D'après les textes réglementaires, le budget des activités sociales doit financer « principalement » le soutien aux agents en congés maladie, l'aide en cas de sinistre, le soutien à toute institution sociale d'intérêt général, les dépenses de la médecine de soins et de l'action sociale et sanitaire, la participation à la construction d'immeubles d'habitation pour les membres du personnel. Seule l'activité de cantine est exclue de manière explicite depuis 2017. Mais tout cela est trop flou selon la Cour. Et laisse planer le doute sur certaines interventions. Les Sages nous régalent d'exemples.

Ainsi apprend-on que la CCAS organise des manifestations culturelles comme ce festival de musique des jeunes agents de Soulac-sur-Mer (Gironde). En 2018, il a accueilli 15 000 festivaliers pour un budget direct de la CCAS de 1,835 million d'euros auxquels s'ajoute la prise en charge, par les CMCAS, de la moitié de la participation financière de 70 euros demandée aux bénéficiaires, soit environ 500 000 euros supplémentaires.

Généreuse contribution
Les gestionnaires des organismes déplorent la baisse des contributions depuis une dizaine d'années (- 23 %), mais elles représentent 4,4 % de la masse salariale des entreprises du secteur de l'énergie. Il s'agit encore aujourd'hui d'un « effort considérable » (dixit la Cour) comparé à la moyenne des budgets d'activités sociales des comités sociaux d'entreprise des autres secteurs, estimée en 2013 autour de 0,8 % de la masse salariale.

---+---

[CONSIGNE 1] D'après le texte, combien de festivaliers le festival de Soulac-sur-Mer a-t-il accueillis en 2018 ?
[CONSIGNE 2] Reproduisez le passage du texte de « Ainsi apprend-on que la CCAS » à « la masse salariale. ».
[CONSIGNE 3] Comment traduire en anglais cette phrase du texte : « Seule l'activité de cantine est exclue de manière explicite depuis 2017. » ?

[ITEMS RÉPERTORIÉS]

---+---

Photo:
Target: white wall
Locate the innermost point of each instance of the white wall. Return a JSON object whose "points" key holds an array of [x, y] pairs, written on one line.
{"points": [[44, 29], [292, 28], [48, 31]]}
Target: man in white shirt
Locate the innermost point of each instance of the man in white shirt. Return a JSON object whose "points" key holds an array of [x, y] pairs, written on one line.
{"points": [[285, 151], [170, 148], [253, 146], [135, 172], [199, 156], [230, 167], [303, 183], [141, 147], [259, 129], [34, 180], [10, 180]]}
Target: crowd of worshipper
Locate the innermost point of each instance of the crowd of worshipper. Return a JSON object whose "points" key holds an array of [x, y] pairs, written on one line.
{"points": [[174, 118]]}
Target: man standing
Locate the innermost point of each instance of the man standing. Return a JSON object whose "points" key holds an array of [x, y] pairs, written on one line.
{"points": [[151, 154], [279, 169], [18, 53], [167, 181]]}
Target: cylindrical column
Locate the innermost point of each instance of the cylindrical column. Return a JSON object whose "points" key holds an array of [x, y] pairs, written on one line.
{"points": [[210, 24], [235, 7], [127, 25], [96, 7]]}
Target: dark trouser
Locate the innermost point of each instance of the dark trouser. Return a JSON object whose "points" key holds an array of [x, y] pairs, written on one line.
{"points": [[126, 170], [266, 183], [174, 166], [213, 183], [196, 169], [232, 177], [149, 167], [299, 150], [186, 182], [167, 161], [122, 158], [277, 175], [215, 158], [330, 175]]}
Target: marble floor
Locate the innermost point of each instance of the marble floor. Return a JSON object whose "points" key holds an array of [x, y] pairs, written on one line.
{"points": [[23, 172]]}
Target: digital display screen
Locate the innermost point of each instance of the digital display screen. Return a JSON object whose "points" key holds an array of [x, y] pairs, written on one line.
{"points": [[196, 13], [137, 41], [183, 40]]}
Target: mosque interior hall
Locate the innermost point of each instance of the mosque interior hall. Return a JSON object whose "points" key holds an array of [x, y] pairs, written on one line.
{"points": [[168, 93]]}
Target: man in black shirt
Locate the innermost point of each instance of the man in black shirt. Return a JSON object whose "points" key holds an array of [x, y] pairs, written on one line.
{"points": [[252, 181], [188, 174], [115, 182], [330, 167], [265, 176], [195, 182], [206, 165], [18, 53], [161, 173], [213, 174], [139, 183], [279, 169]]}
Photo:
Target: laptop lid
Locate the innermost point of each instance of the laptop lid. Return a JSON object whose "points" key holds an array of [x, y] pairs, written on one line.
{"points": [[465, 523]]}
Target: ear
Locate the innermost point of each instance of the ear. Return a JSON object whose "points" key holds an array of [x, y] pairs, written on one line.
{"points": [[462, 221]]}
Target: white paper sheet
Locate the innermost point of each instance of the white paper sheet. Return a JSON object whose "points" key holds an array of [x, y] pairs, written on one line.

---+---

[RÉPONSE 1] 15 000 festivaliers.

[RÉPONSE 2]
Ainsi apprend-on que la CCAS organise des manifestations culturelles comme ce festival de musique des jeunes agents de Soulac-sur-Mer (Gironde). En 2018, il a accueilli 15 000 festivaliers pour un budget direct de la CCAS de 1,835 million d'euros auxquels s'ajoute la prise en charge, par les CMCAS, de la moitié de la participation financière de 70 euros demandée aux bénéficiaires, soit environ 500 000 euros supplémentaires.

Généreuse contribution
Les gestionnaires des organismes déplorent la baisse des contributions depuis une dizaine d'années (- 23 %), mais elles représentent 4,4 % de la masse salariale des entreprises du secteur de l'énergie. Il s'agit encore aujourd'hui d'un « effort considérable » (dixit la Cour) comparé à la moyenne des budgets d'activités sociales des comités sociaux d'entreprise des autres secteurs, estimée en 2013 autour de 0,8 % de la masse salariale.

[RÉPONSE 3] Only the canteen activity has been explicitly excluded since 2017.